Available data:
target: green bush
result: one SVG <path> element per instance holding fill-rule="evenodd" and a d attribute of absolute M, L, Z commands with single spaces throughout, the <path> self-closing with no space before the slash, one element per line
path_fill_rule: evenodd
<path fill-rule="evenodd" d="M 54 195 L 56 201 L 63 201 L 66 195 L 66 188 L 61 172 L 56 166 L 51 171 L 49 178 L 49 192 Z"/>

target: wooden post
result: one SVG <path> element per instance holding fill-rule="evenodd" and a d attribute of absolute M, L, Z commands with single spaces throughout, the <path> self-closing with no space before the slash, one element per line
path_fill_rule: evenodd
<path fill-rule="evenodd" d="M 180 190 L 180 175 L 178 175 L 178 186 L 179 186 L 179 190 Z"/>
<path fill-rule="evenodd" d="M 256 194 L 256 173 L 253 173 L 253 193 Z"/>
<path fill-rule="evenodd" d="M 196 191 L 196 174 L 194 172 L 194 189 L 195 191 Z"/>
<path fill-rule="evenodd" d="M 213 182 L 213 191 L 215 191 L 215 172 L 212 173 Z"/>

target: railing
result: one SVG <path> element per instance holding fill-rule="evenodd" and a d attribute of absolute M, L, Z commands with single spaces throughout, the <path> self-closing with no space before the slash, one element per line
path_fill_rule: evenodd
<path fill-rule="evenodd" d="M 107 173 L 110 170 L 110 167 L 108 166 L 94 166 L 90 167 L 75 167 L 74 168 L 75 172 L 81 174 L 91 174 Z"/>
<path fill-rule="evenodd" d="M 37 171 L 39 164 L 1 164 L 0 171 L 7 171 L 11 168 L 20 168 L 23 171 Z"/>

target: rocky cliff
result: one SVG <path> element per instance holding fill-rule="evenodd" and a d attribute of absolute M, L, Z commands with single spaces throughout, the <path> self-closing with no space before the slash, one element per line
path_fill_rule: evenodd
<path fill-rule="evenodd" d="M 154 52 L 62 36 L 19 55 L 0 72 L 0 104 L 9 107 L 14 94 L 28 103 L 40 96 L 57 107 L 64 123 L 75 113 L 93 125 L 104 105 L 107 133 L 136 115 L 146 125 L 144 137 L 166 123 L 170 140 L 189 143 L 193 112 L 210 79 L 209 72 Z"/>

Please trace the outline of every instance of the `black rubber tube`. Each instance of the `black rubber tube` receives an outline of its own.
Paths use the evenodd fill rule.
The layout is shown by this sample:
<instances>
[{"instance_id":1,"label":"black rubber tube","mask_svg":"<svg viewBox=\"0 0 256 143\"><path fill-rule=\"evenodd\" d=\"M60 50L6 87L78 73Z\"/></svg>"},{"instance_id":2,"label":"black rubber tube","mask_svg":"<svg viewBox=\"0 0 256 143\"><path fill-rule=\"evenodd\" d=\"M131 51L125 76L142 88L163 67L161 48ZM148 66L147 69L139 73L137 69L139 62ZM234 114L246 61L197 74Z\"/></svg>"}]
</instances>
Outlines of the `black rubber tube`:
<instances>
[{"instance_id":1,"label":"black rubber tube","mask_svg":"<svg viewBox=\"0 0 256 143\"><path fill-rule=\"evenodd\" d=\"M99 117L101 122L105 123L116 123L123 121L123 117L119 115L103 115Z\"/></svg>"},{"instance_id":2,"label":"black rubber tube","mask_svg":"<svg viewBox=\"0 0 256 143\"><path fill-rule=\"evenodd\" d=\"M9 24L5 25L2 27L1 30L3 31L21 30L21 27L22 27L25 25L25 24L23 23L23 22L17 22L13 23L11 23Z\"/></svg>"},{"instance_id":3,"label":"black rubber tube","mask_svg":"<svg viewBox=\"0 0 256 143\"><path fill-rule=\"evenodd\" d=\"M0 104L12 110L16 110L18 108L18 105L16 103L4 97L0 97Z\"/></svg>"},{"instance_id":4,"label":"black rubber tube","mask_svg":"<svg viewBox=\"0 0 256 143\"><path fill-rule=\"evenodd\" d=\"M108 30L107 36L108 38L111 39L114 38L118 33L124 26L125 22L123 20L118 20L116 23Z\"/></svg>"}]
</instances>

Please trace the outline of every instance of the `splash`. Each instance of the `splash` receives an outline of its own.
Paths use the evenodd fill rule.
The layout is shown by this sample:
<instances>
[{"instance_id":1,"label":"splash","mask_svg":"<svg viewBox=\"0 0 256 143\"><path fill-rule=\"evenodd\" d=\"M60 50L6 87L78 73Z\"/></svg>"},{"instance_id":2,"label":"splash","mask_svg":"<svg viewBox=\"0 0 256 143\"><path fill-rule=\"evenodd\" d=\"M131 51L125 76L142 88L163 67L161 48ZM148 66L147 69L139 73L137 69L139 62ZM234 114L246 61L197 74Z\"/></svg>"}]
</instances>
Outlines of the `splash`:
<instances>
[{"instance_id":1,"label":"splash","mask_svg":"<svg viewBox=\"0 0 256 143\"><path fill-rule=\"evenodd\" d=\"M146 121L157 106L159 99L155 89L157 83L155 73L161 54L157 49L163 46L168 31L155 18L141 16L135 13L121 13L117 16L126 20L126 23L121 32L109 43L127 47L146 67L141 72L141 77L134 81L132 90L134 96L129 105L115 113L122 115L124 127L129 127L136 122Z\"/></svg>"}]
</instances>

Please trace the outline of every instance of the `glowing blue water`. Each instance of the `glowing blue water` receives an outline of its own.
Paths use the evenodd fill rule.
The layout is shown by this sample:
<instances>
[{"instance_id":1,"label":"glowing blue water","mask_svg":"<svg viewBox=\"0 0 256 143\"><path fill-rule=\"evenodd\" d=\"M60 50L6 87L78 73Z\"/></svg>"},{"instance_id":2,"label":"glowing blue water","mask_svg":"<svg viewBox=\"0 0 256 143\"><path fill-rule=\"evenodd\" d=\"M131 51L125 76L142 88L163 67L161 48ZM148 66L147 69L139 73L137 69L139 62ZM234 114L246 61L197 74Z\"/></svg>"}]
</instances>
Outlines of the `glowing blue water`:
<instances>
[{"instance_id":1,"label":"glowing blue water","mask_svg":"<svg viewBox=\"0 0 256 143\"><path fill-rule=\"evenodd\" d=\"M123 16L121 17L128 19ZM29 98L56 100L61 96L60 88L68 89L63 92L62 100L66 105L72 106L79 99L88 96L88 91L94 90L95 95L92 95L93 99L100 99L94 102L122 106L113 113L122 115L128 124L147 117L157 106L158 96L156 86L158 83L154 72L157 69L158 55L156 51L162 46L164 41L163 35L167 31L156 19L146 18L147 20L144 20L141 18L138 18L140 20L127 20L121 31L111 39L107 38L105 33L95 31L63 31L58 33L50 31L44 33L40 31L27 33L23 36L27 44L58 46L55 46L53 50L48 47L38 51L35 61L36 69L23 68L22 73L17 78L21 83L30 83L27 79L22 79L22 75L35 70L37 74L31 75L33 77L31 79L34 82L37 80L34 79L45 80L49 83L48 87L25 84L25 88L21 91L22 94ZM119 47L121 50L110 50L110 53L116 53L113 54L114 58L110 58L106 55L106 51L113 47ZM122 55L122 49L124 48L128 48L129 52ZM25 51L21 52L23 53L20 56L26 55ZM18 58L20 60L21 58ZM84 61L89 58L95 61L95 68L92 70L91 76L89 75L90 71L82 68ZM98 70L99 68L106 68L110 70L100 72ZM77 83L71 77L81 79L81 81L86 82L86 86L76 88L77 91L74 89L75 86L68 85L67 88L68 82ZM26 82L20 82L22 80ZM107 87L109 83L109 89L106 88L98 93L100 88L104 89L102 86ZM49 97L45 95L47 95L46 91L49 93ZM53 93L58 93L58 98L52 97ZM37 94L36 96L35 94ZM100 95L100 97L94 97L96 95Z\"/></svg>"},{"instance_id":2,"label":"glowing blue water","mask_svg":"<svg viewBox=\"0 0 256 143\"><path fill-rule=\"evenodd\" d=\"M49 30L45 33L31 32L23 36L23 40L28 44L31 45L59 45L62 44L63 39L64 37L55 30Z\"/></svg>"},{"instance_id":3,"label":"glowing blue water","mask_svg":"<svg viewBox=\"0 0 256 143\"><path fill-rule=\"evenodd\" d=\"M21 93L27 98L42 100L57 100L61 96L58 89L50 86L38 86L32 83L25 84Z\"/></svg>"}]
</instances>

Aim: Rewrite the lines from the start of the records through the line containing "54 195 L 56", inclusive, with "green bush" replaced by "leafy shrub" and nothing else changed.

Result for this task:
target: leafy shrub
result: one SVG <path> element per instance holding fill-rule="evenodd" and a d attribute of absolute M, L, Z commands with single spaces throughout, the <path> self-closing with no space before the slash, one element per line
path_fill_rule: evenodd
<path fill-rule="evenodd" d="M 54 195 L 56 201 L 63 201 L 66 195 L 66 188 L 61 172 L 56 166 L 51 171 L 49 178 L 49 192 Z"/>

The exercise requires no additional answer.